Find "like x=104 y=154." in the data below; transcribe the line it appears on and each line after it, exactly, to the end, and nothing else.

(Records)

'''

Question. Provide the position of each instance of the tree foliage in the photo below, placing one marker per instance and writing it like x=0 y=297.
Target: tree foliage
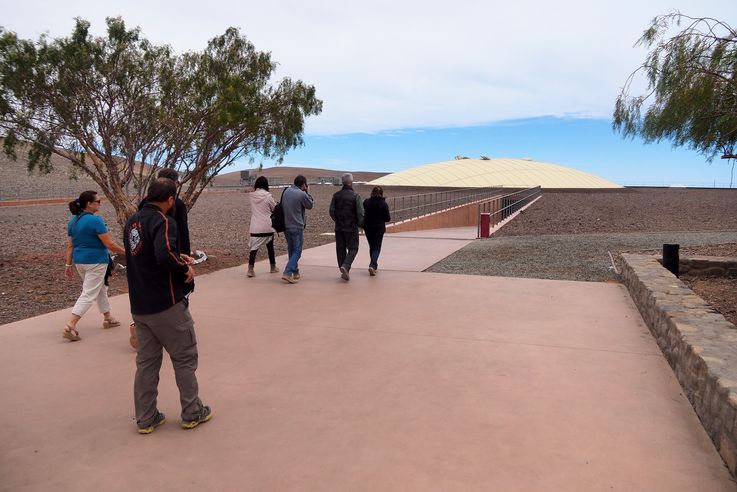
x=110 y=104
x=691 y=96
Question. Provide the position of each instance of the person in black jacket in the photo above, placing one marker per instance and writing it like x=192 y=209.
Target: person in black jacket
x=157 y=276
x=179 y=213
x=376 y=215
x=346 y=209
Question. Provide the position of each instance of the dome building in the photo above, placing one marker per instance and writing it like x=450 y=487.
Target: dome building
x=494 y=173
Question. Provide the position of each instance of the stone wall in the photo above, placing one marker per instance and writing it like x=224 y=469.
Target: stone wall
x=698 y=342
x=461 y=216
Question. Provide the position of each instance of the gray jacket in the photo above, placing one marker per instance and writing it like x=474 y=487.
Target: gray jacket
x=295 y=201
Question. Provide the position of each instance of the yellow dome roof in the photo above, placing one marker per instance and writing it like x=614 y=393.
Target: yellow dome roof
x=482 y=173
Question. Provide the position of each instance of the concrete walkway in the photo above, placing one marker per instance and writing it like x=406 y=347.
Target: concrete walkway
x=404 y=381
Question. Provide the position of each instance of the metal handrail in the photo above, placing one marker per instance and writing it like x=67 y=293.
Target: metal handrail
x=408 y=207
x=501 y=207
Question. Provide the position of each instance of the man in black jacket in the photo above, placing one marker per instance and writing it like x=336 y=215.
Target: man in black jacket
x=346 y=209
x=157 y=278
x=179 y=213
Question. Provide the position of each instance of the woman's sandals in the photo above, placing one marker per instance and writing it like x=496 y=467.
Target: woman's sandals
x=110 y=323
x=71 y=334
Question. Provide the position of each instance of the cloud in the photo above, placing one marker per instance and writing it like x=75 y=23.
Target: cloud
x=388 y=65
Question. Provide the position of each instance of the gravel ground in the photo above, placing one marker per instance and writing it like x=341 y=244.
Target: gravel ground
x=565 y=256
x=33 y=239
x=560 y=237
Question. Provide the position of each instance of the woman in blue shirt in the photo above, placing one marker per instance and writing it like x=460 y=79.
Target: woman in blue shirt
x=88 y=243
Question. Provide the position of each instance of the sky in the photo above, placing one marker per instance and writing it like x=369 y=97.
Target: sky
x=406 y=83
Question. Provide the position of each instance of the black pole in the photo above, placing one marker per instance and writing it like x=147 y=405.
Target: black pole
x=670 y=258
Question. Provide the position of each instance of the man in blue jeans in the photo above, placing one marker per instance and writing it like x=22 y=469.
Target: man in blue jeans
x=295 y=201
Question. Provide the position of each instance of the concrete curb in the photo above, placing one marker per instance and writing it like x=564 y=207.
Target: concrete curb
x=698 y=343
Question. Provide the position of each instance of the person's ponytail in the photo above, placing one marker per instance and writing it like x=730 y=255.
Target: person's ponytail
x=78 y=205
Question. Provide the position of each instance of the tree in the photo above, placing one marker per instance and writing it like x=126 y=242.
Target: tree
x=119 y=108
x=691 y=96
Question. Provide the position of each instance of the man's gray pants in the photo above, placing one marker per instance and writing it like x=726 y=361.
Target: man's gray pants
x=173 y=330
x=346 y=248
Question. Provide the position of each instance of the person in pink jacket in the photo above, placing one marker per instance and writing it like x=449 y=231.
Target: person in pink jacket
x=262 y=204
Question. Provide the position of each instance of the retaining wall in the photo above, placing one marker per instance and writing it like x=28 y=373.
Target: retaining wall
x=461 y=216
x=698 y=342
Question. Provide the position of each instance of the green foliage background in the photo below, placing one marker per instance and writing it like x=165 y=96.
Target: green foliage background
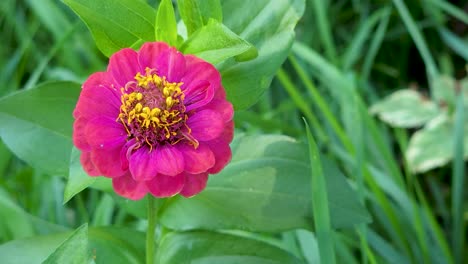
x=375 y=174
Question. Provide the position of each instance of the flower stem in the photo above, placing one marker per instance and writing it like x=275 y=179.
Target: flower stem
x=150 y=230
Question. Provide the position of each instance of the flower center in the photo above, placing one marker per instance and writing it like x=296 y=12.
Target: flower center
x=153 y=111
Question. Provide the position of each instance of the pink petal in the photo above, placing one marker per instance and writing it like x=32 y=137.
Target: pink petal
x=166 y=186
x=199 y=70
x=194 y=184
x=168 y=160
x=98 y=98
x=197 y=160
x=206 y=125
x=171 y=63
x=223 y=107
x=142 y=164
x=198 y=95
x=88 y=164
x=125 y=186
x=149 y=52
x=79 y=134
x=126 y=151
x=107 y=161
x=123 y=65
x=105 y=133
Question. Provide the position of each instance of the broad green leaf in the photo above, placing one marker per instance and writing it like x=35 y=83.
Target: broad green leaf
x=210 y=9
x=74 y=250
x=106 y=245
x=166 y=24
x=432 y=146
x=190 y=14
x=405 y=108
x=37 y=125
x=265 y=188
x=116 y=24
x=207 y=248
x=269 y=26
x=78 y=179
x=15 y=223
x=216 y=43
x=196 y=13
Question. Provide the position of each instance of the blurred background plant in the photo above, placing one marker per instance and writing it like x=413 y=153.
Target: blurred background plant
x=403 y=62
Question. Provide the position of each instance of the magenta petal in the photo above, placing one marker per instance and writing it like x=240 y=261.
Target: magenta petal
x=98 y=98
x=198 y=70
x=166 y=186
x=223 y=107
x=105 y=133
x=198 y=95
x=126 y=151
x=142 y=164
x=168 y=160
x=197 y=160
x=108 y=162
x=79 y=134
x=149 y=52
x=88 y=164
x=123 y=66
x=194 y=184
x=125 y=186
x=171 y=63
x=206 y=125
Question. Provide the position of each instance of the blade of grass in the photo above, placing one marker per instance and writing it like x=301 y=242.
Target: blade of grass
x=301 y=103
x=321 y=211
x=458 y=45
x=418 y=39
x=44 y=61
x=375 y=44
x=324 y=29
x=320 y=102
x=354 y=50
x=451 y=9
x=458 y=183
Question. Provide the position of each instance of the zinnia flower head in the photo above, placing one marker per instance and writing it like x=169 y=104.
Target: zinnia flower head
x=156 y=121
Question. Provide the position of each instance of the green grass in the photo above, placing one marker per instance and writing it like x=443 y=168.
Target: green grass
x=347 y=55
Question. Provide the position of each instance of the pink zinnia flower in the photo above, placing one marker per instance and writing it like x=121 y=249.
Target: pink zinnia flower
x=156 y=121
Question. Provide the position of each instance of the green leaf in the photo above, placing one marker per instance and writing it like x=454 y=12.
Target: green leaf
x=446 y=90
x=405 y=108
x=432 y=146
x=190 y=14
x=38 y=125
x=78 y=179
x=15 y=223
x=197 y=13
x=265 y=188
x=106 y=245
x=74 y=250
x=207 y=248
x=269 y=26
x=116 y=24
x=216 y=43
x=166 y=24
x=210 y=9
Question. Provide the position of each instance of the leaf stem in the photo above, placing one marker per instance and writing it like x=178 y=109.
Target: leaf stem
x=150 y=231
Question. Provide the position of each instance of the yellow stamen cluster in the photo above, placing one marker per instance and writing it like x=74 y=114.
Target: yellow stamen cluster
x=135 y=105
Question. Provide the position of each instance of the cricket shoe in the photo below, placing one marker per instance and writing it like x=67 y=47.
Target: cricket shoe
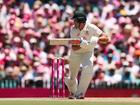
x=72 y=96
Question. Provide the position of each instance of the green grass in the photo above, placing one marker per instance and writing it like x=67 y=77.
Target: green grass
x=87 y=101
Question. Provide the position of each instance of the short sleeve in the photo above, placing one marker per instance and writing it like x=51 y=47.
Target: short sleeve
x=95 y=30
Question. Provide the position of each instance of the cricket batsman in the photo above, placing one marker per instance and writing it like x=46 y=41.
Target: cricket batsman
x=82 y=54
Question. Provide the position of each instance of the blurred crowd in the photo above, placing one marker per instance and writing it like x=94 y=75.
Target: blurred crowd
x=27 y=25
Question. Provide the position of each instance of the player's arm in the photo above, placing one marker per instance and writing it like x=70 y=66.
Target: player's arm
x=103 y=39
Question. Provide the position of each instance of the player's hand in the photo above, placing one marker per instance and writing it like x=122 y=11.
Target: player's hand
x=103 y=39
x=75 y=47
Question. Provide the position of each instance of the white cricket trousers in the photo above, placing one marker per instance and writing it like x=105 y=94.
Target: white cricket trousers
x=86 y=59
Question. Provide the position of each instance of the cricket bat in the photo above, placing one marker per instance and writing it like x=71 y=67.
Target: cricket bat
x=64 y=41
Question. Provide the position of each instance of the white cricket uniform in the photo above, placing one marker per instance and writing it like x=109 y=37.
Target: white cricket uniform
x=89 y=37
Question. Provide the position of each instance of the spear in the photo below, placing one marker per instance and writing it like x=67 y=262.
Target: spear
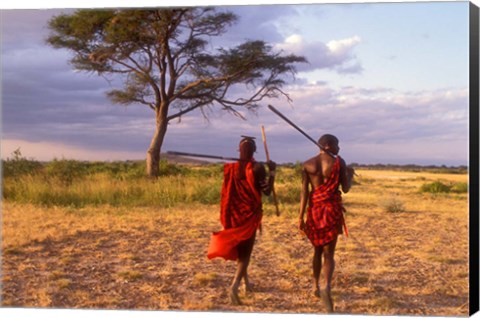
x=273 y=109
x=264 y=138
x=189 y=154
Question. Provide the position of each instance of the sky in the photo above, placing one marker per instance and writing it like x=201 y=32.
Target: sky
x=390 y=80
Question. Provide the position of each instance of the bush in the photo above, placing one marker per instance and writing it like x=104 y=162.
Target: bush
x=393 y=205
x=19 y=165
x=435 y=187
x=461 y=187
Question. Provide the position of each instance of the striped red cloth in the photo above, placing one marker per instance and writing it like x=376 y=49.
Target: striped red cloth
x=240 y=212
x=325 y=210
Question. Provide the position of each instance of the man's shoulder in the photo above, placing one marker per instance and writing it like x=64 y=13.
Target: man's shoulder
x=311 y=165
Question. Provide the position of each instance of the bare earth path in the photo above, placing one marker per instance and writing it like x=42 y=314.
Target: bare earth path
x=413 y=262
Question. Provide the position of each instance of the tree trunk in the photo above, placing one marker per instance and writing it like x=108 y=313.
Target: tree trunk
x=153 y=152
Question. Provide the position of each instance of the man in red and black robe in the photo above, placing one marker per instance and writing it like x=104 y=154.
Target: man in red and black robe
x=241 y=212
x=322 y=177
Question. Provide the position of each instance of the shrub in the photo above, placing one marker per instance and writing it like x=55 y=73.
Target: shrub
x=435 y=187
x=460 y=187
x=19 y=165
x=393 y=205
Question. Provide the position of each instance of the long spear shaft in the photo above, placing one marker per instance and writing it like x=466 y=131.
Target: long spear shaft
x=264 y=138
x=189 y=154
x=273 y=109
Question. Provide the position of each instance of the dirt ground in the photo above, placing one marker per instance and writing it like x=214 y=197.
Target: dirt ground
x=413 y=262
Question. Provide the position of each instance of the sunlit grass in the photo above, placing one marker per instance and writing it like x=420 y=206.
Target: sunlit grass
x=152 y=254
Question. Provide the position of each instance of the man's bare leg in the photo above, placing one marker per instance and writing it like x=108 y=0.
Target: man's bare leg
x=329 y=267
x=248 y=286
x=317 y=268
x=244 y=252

'''

### Solution to the problem
Question. Provide the position of each instance of the man in red and black robe in the photo above, placing one marker per instance and writing it like x=104 y=154.
Target: man in red and black robe
x=241 y=212
x=322 y=177
Question. Provide the position of each instance of the shrub in the photo above, placing one marker per instance and writing it like x=55 y=73.
Target: shrub
x=435 y=187
x=460 y=187
x=19 y=165
x=393 y=205
Question. Provide the position of each instance of the long spear shaft in the photo above, placing one marker per instance and writing it like x=466 y=131.
Target: long spear shaft
x=264 y=138
x=189 y=154
x=273 y=109
Question. Provide the position of each instance of the dirt ground in the photo above, placing one marker per instance and writing it like x=214 y=197.
Target: dirt ground
x=413 y=262
Question. Provide the position of each instance of the sunlit grass in the photo above, placing one marker per instance and writing it like x=420 y=206.
Target: sunlit grass
x=152 y=254
Question. Provide the position of each instance of the man's bare leg in the photo above, placing one marker per instance and writing it like x=108 y=0.
Target: man's bare leg
x=329 y=267
x=248 y=286
x=317 y=268
x=244 y=252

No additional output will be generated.